* _TASK LIST_
#1 Return the passage of the forum thread on whether the UFC has become boring starting at "Do you watch" and ending at "(Jul 21, 2009)", reproducing it word for word.
#2 In the forum thread on whether the UFC has become boring, since what year has music5x5 been watching the UFC?

* _TEXT EXCERPT_
· · · · ·
# UFC Becoming Boring



## wolfbot (Oct 5, 2008)

I used to follow the UFC very closely. I used to wait with incredible anticipation for just about every event. I used to argue with you guys here loads. 

Now, it just seems like the same ol' same ol.' It's not fun anymore. I'd rather go out than stay home and watch an event. When I do stay home, I almost always regret it and wished I would've gone out instead. 

It seems like the UFC is becoming more boring to me. Even after the acquisition of Strikeforce. 

Anyone else feel like the UFC is not as interesting as it used to be?


----------



## Soojooko (Jun 4, 2009)

How about recording the event, going out and having some fun, and watch it later? This is 2011 you know? You can do all kinds of amazing shit now!


----------



## K R Y (Nov 19, 2007)

... After UFC Rio, the drama and announcements of GSP/Condit and Penn/Diaz, Lesnar/Overeem and Rampage/Bones just over two weeks away?

A Japanese event named for 2012. More Brazillian events. Cain vs JDS of FOX.

No way in HELL. The UFC is the most exciting it's been in absolutely ages. The LW division gets to evolve once Edgar and Maynard fight for the 3rd time, TUF is going to be, potentially the most exciting season yet with Bisping and Miller.

If you can't find the UFC absolutely enthralling right now, then MMA is not for you anymore.


----------



## Intermission (Oct 1, 2009)

Do you watch "Jersey Shore"?

If you answered yes to that question. There could be a direct correlation to why you think going out is cool and UFC is boring.


----------



## limba (Jul 21, 2009)

wolfbot said:


> Anyone else feel like the UFC is not as interesting as it used to be?



NO...


----------



## music5x5 (Jun 9, 2010)

This happens in every sport and that's OK. I used to watch every game in the the NBA and NFL but now I only watch some games in the playoffs. 

As a kid, I used to dream about playing pro soccer but after living in the US for some years, I now think soccer is lame compared to football (NFL). LOL. 

I've only been watching the UFC since 2009 so maybe I'll burn out at some point. I doubt it though because the fighters are becoming more skilled and the one-dimensional guys are slowly disappearing. Once the NFL and NBA rejects start entering the UFC, the UFC will be even more entertaining.

If you want some excitement, you could try watching baseball. After watching that crap, you'll find a new appreciation for the UFC.
· · · · ·
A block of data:
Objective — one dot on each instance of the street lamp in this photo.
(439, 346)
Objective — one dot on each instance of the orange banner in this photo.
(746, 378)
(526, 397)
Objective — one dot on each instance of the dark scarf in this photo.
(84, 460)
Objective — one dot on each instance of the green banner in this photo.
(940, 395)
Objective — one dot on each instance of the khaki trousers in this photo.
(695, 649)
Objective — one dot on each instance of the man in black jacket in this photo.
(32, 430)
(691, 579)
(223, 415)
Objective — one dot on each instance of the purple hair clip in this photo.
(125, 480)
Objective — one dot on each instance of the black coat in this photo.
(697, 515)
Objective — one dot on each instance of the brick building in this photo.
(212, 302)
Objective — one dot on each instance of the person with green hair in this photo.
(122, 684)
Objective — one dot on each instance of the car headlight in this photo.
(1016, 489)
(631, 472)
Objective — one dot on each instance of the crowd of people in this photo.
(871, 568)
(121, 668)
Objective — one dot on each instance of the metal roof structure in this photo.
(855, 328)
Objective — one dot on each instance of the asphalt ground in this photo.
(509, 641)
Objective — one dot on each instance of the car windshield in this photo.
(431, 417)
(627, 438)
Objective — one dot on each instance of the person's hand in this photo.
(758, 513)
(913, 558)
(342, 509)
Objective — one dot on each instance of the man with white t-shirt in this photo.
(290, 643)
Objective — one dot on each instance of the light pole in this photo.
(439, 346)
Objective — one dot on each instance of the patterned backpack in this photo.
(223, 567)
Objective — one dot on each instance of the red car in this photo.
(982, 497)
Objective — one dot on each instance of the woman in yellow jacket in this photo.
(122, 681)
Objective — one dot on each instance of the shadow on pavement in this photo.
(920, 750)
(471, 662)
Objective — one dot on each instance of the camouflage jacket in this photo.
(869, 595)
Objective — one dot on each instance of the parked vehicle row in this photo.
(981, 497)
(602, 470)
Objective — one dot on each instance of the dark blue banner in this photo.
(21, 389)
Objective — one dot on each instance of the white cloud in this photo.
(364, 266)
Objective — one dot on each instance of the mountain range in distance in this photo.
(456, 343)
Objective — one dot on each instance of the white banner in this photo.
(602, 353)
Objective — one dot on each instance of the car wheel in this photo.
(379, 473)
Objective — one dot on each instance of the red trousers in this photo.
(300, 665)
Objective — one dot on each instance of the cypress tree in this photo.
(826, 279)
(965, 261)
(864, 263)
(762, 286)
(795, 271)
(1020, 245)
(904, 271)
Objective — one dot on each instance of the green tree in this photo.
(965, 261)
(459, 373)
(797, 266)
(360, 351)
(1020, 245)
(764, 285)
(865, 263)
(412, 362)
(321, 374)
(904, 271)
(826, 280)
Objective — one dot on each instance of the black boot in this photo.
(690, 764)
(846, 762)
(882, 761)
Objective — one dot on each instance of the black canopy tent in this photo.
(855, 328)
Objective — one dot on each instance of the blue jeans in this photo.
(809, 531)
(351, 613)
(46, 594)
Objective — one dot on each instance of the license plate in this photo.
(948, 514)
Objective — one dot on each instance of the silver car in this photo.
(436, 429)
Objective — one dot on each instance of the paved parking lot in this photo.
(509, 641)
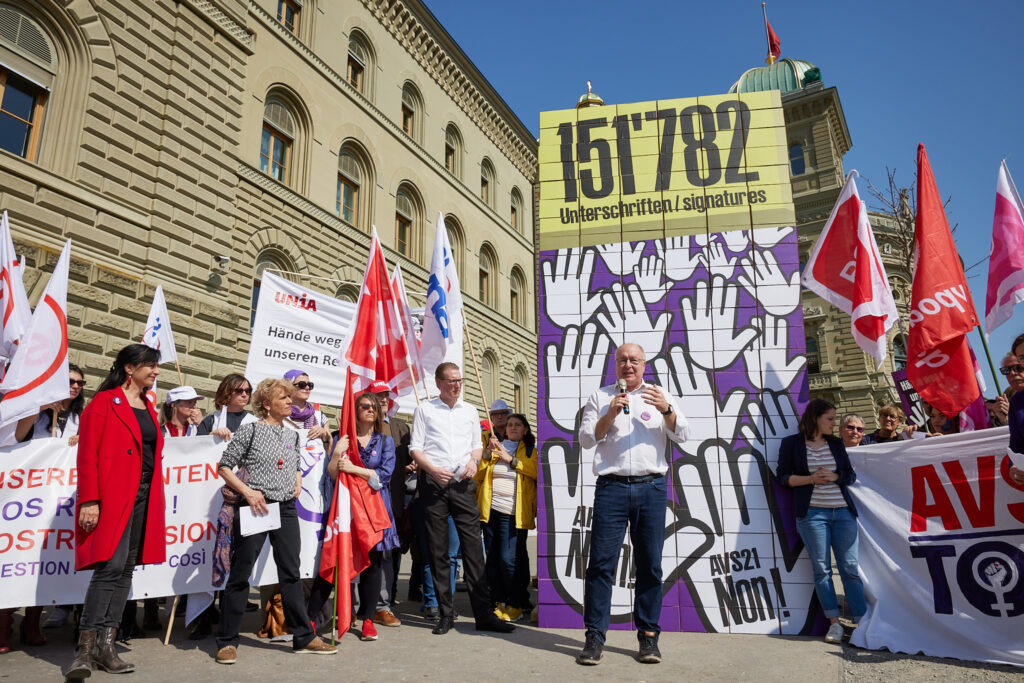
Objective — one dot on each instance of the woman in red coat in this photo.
(120, 502)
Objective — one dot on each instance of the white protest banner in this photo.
(299, 329)
(941, 550)
(37, 537)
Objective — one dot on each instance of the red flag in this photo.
(774, 44)
(846, 270)
(941, 310)
(355, 523)
(377, 344)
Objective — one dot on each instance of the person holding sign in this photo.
(629, 424)
(816, 466)
(269, 452)
(120, 503)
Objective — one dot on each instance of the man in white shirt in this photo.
(628, 424)
(445, 445)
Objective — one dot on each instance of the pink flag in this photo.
(377, 344)
(845, 268)
(38, 375)
(13, 301)
(1006, 261)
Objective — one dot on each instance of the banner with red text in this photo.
(37, 503)
(941, 547)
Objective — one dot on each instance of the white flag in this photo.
(38, 375)
(13, 301)
(158, 329)
(442, 317)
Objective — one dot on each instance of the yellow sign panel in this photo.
(627, 172)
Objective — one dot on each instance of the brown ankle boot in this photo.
(30, 631)
(81, 666)
(107, 653)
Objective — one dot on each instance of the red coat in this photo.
(110, 468)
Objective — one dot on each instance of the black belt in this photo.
(637, 478)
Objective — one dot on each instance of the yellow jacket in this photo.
(525, 485)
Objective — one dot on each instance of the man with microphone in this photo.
(627, 424)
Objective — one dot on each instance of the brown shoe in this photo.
(227, 654)
(386, 617)
(316, 646)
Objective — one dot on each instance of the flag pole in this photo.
(995, 375)
(472, 355)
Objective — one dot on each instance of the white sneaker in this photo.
(57, 619)
(835, 634)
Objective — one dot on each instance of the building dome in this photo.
(785, 75)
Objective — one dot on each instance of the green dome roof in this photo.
(785, 75)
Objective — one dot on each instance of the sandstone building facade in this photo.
(164, 136)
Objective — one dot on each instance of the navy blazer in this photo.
(793, 460)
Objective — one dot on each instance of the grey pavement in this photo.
(412, 652)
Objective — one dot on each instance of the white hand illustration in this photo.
(627, 319)
(648, 275)
(566, 282)
(710, 319)
(680, 264)
(768, 285)
(621, 257)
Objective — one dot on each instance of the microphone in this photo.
(621, 387)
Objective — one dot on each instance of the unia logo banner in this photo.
(669, 224)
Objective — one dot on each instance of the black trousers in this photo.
(111, 583)
(459, 500)
(246, 549)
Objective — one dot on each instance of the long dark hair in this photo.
(527, 438)
(809, 420)
(132, 354)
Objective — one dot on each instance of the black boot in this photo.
(107, 654)
(81, 666)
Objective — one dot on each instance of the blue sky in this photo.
(946, 74)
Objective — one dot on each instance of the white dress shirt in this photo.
(635, 443)
(445, 435)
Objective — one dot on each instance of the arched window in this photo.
(486, 181)
(797, 164)
(279, 136)
(487, 275)
(354, 185)
(515, 216)
(453, 151)
(813, 364)
(408, 219)
(28, 65)
(899, 353)
(517, 296)
(288, 14)
(268, 258)
(412, 111)
(520, 389)
(456, 240)
(358, 72)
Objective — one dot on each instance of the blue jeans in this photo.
(617, 505)
(835, 527)
(501, 540)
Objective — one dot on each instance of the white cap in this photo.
(181, 393)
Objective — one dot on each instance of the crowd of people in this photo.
(453, 487)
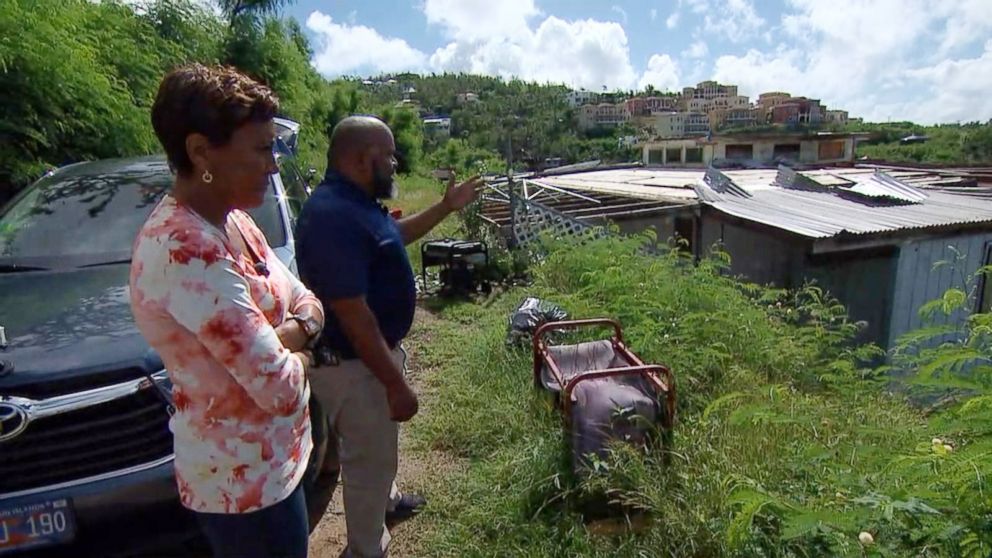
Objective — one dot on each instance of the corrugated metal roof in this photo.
(872, 203)
(824, 214)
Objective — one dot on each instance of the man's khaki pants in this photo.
(355, 401)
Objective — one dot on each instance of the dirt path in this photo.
(418, 469)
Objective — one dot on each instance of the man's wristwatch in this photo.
(310, 325)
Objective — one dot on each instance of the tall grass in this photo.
(785, 444)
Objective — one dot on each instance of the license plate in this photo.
(35, 525)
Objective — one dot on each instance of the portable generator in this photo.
(462, 265)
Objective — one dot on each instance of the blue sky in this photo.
(881, 59)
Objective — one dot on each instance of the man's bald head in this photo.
(363, 150)
(353, 137)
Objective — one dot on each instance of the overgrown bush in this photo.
(786, 445)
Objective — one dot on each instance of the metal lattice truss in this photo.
(531, 220)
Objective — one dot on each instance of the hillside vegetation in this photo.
(786, 444)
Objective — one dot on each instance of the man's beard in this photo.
(384, 185)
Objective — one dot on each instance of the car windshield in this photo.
(90, 214)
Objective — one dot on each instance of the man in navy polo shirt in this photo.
(352, 255)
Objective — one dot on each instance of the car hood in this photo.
(61, 324)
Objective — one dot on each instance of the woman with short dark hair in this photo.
(230, 322)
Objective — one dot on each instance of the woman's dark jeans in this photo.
(278, 531)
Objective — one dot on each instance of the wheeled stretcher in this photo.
(605, 391)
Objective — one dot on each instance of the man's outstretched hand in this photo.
(458, 196)
(402, 401)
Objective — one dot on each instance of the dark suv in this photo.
(85, 448)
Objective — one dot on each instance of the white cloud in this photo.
(621, 12)
(473, 20)
(955, 90)
(662, 73)
(697, 49)
(342, 48)
(698, 6)
(735, 21)
(967, 20)
(876, 59)
(586, 53)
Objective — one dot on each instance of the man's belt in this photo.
(327, 355)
· · · · ·
* _EXERCISE ANSWERS_
#1
Do you watch "Jersey Shore"?

If you answered yes to that question. There could be a direct correlation to why you think going out is cool and UFC is boring.


----------



## limba (Jul 21, 2009)

#2 Since 2009.